▸ **Input**:

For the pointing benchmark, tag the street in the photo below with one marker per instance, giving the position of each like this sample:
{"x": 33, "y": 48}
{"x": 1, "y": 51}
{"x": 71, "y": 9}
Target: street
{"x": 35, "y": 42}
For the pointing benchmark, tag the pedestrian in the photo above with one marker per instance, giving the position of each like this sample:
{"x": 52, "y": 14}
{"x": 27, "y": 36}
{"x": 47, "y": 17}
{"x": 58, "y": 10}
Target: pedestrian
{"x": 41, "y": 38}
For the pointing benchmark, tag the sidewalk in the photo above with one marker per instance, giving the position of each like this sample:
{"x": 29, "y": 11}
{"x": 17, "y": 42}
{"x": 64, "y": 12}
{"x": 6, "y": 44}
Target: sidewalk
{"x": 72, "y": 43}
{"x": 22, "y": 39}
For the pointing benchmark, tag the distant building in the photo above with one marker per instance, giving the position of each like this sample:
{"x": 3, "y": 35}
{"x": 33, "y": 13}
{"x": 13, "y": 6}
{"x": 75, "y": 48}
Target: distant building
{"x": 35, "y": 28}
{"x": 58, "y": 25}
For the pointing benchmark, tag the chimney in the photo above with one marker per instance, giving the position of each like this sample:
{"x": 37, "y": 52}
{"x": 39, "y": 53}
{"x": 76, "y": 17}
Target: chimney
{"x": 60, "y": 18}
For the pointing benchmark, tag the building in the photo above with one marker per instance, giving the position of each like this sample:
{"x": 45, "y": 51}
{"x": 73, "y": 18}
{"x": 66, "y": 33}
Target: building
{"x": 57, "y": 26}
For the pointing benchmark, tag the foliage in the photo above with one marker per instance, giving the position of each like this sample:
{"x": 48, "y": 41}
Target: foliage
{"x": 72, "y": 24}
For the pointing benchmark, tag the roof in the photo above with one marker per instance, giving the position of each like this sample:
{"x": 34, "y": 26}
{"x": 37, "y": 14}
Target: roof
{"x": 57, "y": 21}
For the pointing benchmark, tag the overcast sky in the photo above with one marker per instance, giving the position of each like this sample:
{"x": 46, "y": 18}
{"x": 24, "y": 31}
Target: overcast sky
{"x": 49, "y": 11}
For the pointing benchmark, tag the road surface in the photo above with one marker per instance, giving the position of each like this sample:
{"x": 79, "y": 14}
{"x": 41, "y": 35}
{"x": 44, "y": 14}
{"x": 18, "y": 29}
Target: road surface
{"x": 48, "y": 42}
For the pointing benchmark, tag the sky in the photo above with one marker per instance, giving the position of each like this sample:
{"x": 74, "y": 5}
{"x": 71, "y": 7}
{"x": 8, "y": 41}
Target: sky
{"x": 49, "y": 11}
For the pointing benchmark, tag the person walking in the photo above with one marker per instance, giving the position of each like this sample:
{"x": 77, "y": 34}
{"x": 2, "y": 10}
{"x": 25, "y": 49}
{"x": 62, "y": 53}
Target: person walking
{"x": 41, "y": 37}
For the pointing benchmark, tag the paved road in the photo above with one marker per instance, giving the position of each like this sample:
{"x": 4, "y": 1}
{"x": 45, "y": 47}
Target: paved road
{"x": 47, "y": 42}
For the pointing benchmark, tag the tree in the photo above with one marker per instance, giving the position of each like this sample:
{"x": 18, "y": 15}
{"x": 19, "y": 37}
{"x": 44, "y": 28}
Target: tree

▸ **Work to do**: Express every line of the records above as a JSON list of strings, with one string per line and blank lines left out.

▸ **Correct result**:
[
  "For the pointing benchmark, tag the street in the photo below with one marker per instance, giving the position of each like this sample:",
  "{\"x\": 33, \"y\": 48}",
  "{\"x\": 1, \"y\": 51}",
  "{\"x\": 71, \"y\": 9}",
  "Target: street",
  "{\"x\": 35, \"y\": 42}",
  "For the pointing benchmark, tag the pedestrian in the photo above with one marker per instance, giving the position of each like this sample:",
  "{\"x\": 52, \"y\": 14}",
  "{\"x\": 27, \"y\": 36}",
  "{\"x\": 47, \"y\": 17}",
  "{\"x\": 58, \"y\": 10}",
  "Target: pedestrian",
  "{\"x\": 41, \"y\": 38}",
  "For the pointing benchmark, tag the sidewalk in the photo above with one marker per instance, giving the position of each like this sample:",
  "{\"x\": 29, \"y\": 11}",
  "{\"x\": 17, \"y\": 42}",
  "{\"x\": 64, \"y\": 12}",
  "{\"x\": 6, \"y\": 44}",
  "Target: sidewalk",
  "{\"x\": 72, \"y\": 43}",
  "{\"x\": 22, \"y\": 39}",
  "For the pointing benchmark, tag the distant building in the photo above with one marker per instance, giving the position of each like this sample:",
  "{\"x\": 3, \"y\": 35}",
  "{\"x\": 33, \"y\": 13}",
  "{\"x\": 13, \"y\": 6}",
  "{\"x\": 75, \"y\": 48}",
  "Target: distant building",
  "{\"x\": 35, \"y\": 28}",
  "{\"x\": 58, \"y\": 25}",
  "For the pointing benchmark, tag the chimney in the photo above with one marker per instance, giving the position of each like this sample:",
  "{\"x\": 37, \"y\": 52}",
  "{\"x\": 39, \"y\": 53}",
  "{\"x\": 76, \"y\": 17}",
  "Target: chimney",
  "{\"x\": 60, \"y\": 18}",
  "For the pointing benchmark, tag the building in the photo above with one marker per instance, giving the position of each like this sample:",
  "{\"x\": 45, \"y\": 51}",
  "{\"x\": 73, \"y\": 18}",
  "{\"x\": 66, \"y\": 33}",
  "Target: building",
  "{\"x\": 57, \"y\": 26}",
  "For the pointing benchmark, tag the foliage in the photo above with one marker per instance, giving the position of each like this sample:",
  "{\"x\": 48, \"y\": 41}",
  "Target: foliage",
  "{\"x\": 72, \"y\": 24}",
  "For the pointing benchmark, tag the roof in the photo above with one marker per instance, giving the position of each like this sample:",
  "{\"x\": 34, \"y\": 26}",
  "{\"x\": 37, \"y\": 14}",
  "Target: roof",
  "{\"x\": 57, \"y\": 21}",
  "For the pointing benchmark, tag the overcast sky in the photo above with one marker per instance, giving the position of each like this sample:",
  "{\"x\": 46, \"y\": 18}",
  "{\"x\": 24, \"y\": 31}",
  "Target: overcast sky",
  "{\"x\": 49, \"y\": 11}",
  "For the pointing benchmark, tag the road surface in the photo above with one marker per instance, giving the position of each like this sample:",
  "{\"x\": 79, \"y\": 14}",
  "{\"x\": 41, \"y\": 35}",
  "{\"x\": 44, \"y\": 14}",
  "{\"x\": 18, \"y\": 29}",
  "Target: road surface",
  "{\"x\": 48, \"y\": 42}",
  "For the pointing benchmark, tag the sky in the photo above with one marker per instance, giving the position of each like this sample:",
  "{\"x\": 74, \"y\": 5}",
  "{\"x\": 71, \"y\": 7}",
  "{\"x\": 8, \"y\": 41}",
  "Target: sky",
  "{\"x\": 49, \"y\": 11}",
  "For the pointing benchmark, tag the person walking in the photo above with one marker per instance, giving the position of each like this sample:",
  "{\"x\": 77, \"y\": 34}",
  "{\"x\": 2, \"y\": 10}",
  "{\"x\": 25, \"y\": 49}",
  "{\"x\": 62, \"y\": 53}",
  "Target: person walking",
  "{\"x\": 41, \"y\": 37}",
  "For the pointing benchmark, tag the paved road in the photo above with one marker per instance, giving the position of each like this sample:",
  "{\"x\": 4, \"y\": 1}",
  "{\"x\": 45, \"y\": 47}",
  "Target: paved road",
  "{\"x\": 47, \"y\": 42}",
  "For the pointing benchmark, tag the tree in the photo above with one marker per instance, giving the position of each like this sample:",
  "{\"x\": 18, \"y\": 15}",
  "{\"x\": 19, \"y\": 37}",
  "{\"x\": 44, \"y\": 28}",
  "Target: tree"
]